■ Consigne 1:
Recopiez intégralement, sans la moindre modification, l'article ci-dessous consacré à la découverte d'un bronze de Camille Claudel.

■ Texte fourni:
Au cours d'un banal inventaire mené dans le cadre d'une succession, le commissaire-priseur orléanais Matthieu Semont est tombé sur un bronze exceptionnel signé Camille Claudel. Une œuvre majeure conçue par l'artiste à la fin du XIXème siècle, qui sera vendue aux enchères le 16 février prochain à Orléans.
Trois mois après sa trouvaille, Matthieu Semont semble ne s'en être pas encore remis. L'émotion est toujours perceptible lorsqu'il évoque les circonstances, assez banales, pour un commissaire-priseur, qui l'ont conduit à découvrir un trésor. À la demande d'un notaire d'Orléans, il s'est rendu à Paris en septembre dernier, pour effectuer un inventaire, une "prisée", c'est-à-dire l'estimation des meubles destinée à la déclaration de succession :
"L'appartement, situé au pied de la Tour Eiffel, était inoccupé depuis une quinzaine d'années, plongé dans le noir, sans électricité, la poussière s'y était accumulée... je me suis retrouvé dans cette atmosphère très particulière à mener l'inventaire à la lumière de mon téléphone. En quête d'un éventuel trésor, comme tout commissaire-priseur dans ce genre de situation..."

[Données extraites d'une collection]

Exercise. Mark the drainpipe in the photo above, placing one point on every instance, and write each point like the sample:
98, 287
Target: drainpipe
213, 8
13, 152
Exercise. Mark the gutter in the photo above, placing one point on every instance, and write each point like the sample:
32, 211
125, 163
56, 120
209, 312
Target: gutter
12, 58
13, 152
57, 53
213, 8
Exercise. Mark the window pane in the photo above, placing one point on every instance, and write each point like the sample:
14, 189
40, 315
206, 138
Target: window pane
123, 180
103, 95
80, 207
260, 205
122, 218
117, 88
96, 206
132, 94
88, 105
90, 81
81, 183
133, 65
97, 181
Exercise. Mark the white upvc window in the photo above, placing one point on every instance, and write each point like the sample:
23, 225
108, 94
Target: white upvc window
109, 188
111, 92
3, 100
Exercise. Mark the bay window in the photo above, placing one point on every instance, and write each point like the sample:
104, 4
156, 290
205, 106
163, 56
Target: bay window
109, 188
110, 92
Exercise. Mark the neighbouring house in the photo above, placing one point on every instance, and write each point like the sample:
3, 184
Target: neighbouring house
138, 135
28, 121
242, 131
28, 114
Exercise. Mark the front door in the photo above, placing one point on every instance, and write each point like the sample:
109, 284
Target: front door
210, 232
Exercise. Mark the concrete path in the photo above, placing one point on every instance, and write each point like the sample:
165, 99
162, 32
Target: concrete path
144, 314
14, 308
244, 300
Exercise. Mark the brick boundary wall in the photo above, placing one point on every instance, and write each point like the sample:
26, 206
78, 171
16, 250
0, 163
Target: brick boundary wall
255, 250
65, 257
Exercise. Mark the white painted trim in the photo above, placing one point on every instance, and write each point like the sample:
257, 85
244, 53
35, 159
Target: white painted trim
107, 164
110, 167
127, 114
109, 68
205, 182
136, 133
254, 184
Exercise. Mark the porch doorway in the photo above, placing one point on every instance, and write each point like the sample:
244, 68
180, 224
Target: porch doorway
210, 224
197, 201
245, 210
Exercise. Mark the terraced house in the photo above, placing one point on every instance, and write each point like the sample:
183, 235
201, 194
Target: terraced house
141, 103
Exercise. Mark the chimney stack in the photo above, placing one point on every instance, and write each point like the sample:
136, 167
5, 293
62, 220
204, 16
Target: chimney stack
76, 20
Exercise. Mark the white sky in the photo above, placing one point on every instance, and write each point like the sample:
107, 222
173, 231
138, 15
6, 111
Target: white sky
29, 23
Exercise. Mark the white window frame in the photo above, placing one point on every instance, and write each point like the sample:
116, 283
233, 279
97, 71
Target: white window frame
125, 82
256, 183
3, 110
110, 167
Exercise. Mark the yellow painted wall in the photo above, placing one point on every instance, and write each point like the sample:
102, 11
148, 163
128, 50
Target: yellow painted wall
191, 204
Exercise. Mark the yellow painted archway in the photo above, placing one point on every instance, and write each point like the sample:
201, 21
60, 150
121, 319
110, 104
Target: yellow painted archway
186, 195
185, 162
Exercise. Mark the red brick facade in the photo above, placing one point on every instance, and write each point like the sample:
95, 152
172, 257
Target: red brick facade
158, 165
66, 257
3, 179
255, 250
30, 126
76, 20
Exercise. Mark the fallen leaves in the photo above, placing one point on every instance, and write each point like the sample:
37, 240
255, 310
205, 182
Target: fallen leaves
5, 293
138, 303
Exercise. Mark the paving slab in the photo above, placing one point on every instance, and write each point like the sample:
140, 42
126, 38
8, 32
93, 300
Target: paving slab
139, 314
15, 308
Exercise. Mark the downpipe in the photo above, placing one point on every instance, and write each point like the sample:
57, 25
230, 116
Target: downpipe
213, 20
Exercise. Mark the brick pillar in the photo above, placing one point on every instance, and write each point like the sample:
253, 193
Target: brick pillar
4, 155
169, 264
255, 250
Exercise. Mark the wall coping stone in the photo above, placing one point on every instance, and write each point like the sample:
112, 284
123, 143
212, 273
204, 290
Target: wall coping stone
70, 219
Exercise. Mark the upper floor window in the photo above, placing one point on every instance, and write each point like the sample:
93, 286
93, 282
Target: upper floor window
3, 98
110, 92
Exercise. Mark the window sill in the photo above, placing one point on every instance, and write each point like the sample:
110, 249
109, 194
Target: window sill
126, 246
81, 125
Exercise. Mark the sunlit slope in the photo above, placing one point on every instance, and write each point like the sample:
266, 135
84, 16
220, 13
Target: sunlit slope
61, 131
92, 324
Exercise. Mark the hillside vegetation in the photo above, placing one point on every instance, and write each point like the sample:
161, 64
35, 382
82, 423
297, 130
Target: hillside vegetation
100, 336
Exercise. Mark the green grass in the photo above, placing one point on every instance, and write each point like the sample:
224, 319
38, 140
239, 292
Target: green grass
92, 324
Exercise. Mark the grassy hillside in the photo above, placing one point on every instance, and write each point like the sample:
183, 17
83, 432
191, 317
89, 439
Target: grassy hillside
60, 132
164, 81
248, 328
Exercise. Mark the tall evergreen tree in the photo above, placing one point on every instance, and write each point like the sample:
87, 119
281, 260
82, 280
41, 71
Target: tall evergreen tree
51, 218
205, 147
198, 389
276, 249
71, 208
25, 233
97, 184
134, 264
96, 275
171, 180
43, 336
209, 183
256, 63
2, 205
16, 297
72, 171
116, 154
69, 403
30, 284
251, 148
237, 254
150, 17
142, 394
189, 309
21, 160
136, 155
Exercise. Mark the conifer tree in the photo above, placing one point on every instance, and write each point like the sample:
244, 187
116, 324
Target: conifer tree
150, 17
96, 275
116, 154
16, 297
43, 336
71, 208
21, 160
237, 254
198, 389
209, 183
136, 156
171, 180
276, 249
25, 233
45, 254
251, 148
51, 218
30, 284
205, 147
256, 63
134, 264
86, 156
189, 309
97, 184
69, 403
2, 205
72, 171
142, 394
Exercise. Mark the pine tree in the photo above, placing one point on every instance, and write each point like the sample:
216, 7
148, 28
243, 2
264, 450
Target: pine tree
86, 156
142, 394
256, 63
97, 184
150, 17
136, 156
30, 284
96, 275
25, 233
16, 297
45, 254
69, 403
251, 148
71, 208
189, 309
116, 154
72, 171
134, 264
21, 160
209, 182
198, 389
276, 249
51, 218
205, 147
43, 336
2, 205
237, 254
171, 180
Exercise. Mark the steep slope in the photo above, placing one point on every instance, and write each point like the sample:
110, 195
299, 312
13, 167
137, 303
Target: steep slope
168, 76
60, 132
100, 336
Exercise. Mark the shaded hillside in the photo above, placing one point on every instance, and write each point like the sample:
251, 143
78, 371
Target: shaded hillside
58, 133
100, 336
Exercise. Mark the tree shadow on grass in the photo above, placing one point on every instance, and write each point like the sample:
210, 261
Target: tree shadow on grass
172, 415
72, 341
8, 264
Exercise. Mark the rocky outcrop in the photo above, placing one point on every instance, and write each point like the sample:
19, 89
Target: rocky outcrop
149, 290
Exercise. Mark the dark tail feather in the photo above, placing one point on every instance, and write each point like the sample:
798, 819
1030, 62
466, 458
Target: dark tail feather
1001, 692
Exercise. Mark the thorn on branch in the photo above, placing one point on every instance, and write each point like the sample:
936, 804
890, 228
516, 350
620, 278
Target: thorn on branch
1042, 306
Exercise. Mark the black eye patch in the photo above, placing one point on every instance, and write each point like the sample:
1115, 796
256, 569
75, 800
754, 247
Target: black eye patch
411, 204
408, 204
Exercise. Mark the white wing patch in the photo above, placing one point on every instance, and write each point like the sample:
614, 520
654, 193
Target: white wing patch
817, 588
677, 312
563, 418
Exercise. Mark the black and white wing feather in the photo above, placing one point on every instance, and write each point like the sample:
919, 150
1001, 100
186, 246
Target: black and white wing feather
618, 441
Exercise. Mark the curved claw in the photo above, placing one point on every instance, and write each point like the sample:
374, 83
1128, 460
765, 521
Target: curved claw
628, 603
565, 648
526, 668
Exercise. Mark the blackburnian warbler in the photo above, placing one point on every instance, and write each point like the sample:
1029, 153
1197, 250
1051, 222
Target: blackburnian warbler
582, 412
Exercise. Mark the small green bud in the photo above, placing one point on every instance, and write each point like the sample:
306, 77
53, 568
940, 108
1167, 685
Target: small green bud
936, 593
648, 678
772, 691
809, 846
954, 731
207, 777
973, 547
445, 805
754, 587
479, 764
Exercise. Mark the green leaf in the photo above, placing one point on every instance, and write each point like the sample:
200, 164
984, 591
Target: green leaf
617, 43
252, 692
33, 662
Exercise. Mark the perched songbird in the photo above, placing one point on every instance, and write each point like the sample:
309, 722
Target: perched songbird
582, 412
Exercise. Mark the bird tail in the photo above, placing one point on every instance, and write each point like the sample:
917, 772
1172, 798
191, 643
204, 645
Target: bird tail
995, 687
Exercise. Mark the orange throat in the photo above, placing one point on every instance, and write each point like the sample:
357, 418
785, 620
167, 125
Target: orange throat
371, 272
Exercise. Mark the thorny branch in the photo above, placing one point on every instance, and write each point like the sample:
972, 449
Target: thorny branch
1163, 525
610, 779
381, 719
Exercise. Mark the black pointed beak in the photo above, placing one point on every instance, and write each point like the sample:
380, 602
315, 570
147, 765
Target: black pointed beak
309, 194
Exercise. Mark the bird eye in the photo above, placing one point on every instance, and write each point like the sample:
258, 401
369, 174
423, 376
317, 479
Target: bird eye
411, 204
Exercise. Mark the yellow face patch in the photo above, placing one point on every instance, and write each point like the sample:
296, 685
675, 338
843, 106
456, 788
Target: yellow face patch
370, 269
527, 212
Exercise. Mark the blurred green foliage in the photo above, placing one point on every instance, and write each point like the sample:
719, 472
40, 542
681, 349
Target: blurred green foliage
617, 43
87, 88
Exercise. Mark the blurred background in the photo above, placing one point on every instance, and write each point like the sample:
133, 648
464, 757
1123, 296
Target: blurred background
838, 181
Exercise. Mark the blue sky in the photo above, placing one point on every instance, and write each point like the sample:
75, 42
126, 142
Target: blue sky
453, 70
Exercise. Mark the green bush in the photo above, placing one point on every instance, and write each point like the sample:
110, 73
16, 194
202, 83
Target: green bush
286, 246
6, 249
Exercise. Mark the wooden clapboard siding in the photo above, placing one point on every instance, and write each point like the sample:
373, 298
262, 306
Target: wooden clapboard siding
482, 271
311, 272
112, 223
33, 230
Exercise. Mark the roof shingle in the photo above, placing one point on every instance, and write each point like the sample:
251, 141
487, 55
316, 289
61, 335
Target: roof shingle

■ Consigne 2:
Relevez chacune des lignes des enregistrements ci-dessus qui contient le mot "tall", en tenant compte de la casse.

■ Corrigé proposé 1:
Au cours d'un banal inventaire mené dans le cadre d'une succession, le commissaire-priseur orléanais Matthieu Semont est tombé sur un bronze exceptionnel signé Camille Claudel. Une œuvre majeure conçue par l'artiste à la fin du XIXème siècle, qui sera vendue aux enchères le 16 février prochain à Orléans.
Trois mois après sa trouvaille, Matthieu Semont semble ne s'en être pas encore remis. L'émotion est toujours perceptible lorsqu'il évoque les circonstances, assez banales, pour un commissaire-priseur, qui l'ont conduit à découvrir un trésor. À la demande d'un notaire d'Orléans, il s'est rendu à Paris en septembre dernier, pour effectuer un inventaire, une "prisée", c'est-à-dire l'estimation des meubles destinée à la déclaration de succession :
"L'appartement, situé au pied de la Tour Eiffel, était inoccupé depuis une quinzaine d'années, plongé dans le noir, sans électricité, la poussière s'y était accumulée... je me suis retrouvé dans cette atmosphère très particulière à mener l'inventaire à la lumière de mon téléphone. En quête d'un éventuel trésor, comme tout commissaire-priseur dans ce genre de situation..."

■ Corrigé proposé 2:
Exercise. Mark the tall evergreen tree in the photo above, placing one point on every instance, and write each point like the sample:
Target: tall evergreen tree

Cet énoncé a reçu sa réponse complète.